> **What you need to do**:
#1 Using the RLHF survey summary, decide whether each statement agrees with it: (a) the survey reviews over 250 papers; (b) the survey sorts the problems into four primary categories; (c) the summary says there is plenty of public work systematizing problems with RLHF. For each, answer yes or no and quote the deciding words.
#2 According to the RLHF survey summary, what are the three primary categories of challenges with RLHF?
#3 Please extend the RLHF survey summary, starting after its last sentence.

> **Page extract**:
Reinforcement Learning from Human Feedback (RLHF) has emerged as the central alignment technique used to finetune state-of-the-art AI systems such as GPT-4, Claude, Bard, and Llama-2. Given RLHF's status as the default industry alignment technique, we should carefully evaluate its shortcomings. However, there is little public work formally systematizing problems with it.
In a new survey of over 250 papers, we review open challenges and fundamental limitations with RLHF with a focus on applications in large language models.
Abstract
Reinforcement learning from human feedback (RLHF) is a technique for training AI systems to align with human goals. RLHF has emerged as the central method used to finetune state-of-the-art large language models (LLMs). Despite this popularity, there has been relatively little public work systematizing the challenges it poses. In this paper, we (1) survey concrete challenges and open questions with RLHF; (2) overview techniques to better understand, improve, and complement it in practice; and (3) discuss how standards for transparency and auditing could help to reduce risks. We emphasize the importance of recognizing the limitations of RLHF and integrating it into a more complete framework for developing safer AI.
Contributions
- Concrete challenges with RLHF: We taxonomize and survey problems with RLHF, dividing them into three primary categories: challenges with feedback, challenges with the reward model, and challenges with the policy. We also distinguish between challenges that are relatively tractable versus ones that are more fundamental limitations of alignment with RLHF.

> **Supplied entries**:
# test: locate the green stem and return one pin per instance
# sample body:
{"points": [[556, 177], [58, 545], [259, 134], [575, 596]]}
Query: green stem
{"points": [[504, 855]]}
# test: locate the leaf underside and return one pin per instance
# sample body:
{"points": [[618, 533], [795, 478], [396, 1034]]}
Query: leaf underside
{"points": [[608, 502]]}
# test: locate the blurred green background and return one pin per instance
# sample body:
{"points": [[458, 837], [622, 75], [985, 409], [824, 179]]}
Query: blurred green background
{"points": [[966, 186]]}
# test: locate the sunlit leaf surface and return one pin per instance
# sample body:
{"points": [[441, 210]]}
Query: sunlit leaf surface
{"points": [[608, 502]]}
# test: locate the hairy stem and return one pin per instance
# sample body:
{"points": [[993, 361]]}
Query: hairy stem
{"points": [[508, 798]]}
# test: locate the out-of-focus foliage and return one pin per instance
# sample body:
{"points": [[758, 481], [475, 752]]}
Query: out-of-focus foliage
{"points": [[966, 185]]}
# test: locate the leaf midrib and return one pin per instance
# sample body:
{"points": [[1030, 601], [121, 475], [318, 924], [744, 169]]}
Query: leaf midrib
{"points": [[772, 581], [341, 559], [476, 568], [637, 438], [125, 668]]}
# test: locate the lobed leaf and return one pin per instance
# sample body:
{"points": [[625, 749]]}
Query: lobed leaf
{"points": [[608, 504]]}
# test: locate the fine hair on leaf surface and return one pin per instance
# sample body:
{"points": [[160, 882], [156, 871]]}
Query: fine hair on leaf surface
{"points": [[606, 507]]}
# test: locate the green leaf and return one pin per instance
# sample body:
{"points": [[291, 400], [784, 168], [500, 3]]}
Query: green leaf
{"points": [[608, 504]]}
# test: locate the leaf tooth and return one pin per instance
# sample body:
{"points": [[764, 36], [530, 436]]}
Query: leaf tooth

> **Written responses**:
#1
(a) Yes: "In a new survey of over 250 papers"
(b) No: "dividing them into three primary categories"
(c) No: "there is little public work formally systematizing problems with it"

#2 Challenges with feedback, challenges with the reward model, and challenges with the policy.

#3
- Incorporating RLHF into a broader technical safety framework: We discuss how RLHF is not a complete framework for developing safe AI and highlight additional approaches that can help to better understand, improve, and complement it.
- Governance and transparency: We consider the challenge of improving industry norms and regulations affecting models trained with RLHF. Specifically, we discuss how the disclosure of certain details by companies using RLHF to train AI systems can improve accountability and auditing.
Transparency
We argue that a sustained commitment to transparency (e.g. to auditors) would make the RLHF research environment more robust from a safety standpoint. First, the disclosure of some details behind large RLHF training runs would clarify a given organization's norms for model scrutiny and safety checks. Second, increased transparency about efforts to mitigate risks would improve safety incentives and suggest methods for external stakeholders to hold companies accountable. Third, transparency would improve the AI safety community's understanding of RLHF and support the ability to track technical progress on its challenges.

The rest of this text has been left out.